# Texte fourni
_ _ _ _

C’est à ce type de questions que les propositions pour éliminer le chômage doivent chercher à répondre.

Le revenu garanti

L’idée d’un revenu minimal garanti à chacun, qu’il travaille ou non, a été, à l’origine, conçue comme un moyen grâce auquel les assistantes sociales pourraient éviter d’avoir à infliger à leurs clients l’enquête jugée infamante sur leurs « moyens d’existence  ». Elle fut plus tard proposée comme un moyen simplifié de venir en aide à ceux qui ne pouvaient pas, ou ne devaient pas, travailler ; par exemple, les personnes âgées, les handicapés, les parents uniques d’enfants en bas âge et les inemployables. La difficulté majeure soulevée par la mise en oeuvre d’un plan de revenu garanti est la crainte que les gens ne veuillent plus travailler s’ils perçoivent un revenu. En fait, dans une société presque complètement automatisée, le travail ne constitue plus un aiguillon.

Il y a en outre d’autres problèmes à résoudre. Tout d’abord, comment serait distribué le revenu  ? Cela pourrait être sous la forme d’une sorte d’allocation familiale du type de celles qui existent dans presque tous les pays occidentaux. Au lieu de verser .une somme basée sur le nombre d’enfants, ou à une famille légalement définie, l’aide pourrait être individuelle.
Deuxièmement, combien chacun recevrait-il ? Si, en vertu du principe égalitaire, tout le monde reçoit la même somme, les personnes ayant des besoins particuliers ou supplémentaires seront lésées. Si le palement est fait sur une base catégorielle (personnes âgées, adultes...), la question des besoins individuels subsiste. Si l’allocation est basée sur les besoins de chacun, la détermination de ces besoins risque d’être difficile et coûteuse. Troisièmement, comment la société acquerra-t-elle et distribuera- t-elle les fruits de la production automatisée  : par le biais de taxes, d’assurances, de nationalisation, ou par quelque autre moyen ? Enfin, comment les gens occuperont-ils leur temps ? Il n’est pas seulement question ici d’éviter l’ennui, ce qui peut exiger un énorme développement du bricolage et des activités de loisir, mais surtout de savoir ce qui va remplacer le travail en termes de prestige, de structuration du temps, d’identification personnelle, etc. Déjà, de plus en plus, les gens trouvent leur identité dans leur façon d’occuper leurs loisirs plutôt que dans leur travail.

_ _ _ _

# Enregistrements
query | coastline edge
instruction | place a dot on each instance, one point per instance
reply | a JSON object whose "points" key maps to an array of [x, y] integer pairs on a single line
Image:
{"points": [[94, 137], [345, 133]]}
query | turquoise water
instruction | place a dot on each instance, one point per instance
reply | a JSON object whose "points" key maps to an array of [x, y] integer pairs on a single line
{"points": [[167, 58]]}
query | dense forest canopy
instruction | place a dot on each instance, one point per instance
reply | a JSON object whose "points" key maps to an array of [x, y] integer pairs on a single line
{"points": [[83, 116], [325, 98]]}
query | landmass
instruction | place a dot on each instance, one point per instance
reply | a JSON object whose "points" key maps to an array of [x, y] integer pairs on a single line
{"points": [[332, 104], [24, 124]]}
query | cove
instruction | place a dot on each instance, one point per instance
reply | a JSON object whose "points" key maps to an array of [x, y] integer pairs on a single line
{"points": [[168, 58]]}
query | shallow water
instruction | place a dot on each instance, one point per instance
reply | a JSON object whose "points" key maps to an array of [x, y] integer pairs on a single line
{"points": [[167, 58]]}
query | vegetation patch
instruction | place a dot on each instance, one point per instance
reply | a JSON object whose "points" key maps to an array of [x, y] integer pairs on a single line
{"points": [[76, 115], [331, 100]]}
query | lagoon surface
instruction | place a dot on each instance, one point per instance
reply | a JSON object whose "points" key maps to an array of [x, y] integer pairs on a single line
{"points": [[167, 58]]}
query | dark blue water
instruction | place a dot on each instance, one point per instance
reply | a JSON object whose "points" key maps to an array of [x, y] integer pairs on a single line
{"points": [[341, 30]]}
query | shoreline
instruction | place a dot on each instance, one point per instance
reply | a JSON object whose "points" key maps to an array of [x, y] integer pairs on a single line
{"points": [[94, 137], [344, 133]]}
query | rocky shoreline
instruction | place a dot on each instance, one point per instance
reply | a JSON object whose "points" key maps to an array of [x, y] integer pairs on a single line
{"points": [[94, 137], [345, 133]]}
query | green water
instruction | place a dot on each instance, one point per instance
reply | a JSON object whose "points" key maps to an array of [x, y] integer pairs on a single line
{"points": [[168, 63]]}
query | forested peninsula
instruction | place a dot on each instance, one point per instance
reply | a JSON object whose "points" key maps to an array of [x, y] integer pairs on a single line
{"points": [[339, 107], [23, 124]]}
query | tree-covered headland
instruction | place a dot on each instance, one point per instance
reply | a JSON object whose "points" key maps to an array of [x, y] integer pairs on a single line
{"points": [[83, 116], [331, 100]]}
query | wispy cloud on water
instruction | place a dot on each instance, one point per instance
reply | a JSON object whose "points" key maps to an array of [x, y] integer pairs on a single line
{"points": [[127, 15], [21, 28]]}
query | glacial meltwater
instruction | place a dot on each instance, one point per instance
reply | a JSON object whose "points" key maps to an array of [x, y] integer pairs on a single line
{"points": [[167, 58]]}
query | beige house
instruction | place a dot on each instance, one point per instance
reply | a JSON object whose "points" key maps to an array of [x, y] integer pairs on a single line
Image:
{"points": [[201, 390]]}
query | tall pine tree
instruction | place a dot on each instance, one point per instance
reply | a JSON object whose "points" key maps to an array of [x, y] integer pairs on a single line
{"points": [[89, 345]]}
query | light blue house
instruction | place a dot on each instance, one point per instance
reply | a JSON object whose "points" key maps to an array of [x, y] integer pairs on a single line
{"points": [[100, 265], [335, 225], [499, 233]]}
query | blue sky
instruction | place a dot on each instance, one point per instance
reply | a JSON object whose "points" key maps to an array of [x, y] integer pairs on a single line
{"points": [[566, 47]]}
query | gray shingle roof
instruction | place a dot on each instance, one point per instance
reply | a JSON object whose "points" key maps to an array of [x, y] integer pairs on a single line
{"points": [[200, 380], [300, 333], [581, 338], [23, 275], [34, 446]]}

_ _ _ _

# Consigne A
Énumérez les catégories de personnes que le texte sur le revenu garanti donne en exemple de ceux qui ne pouvaient pas, ou ne devaient pas, travailler.
# Consigne B
Reproduisez le passage du texte sur le revenu garanti situé entre « L’idée d’un revenu » et « plus un aiguillon. », ces deux extraits compris.

# Corrigé A
- les personnes âgées
- les handicapés
- les parents uniques d'enfants en bas âge
- les inemployables

# Corrigé B
L’idée d’un revenu minimal garanti à chacun, qu’il travaille ou non, a été, à l’origine, conçue comme un moyen grâce auquel les assistantes sociales pourraient éviter d’avoir à infliger à leurs clients l’enquête jugée infamante sur leurs « moyens d’existence  ». Elle fut plus tard proposée comme un moyen simplifié de venir en aide à ceux qui ne pouvaient pas, ou ne devaient pas, travailler ; par exemple, les personnes âgées, les handicapés, les parents uniques d’enfants en bas âge et les inemployables. La difficulté majeure soulevée par la mise en oeuvre d’un plan de revenu garanti est la crainte que les gens ne veuillent plus travailler s’ils perçoivent un revenu. En fait, dans une société presque complètement automatisée, le travail ne constitue plus un aiguillon.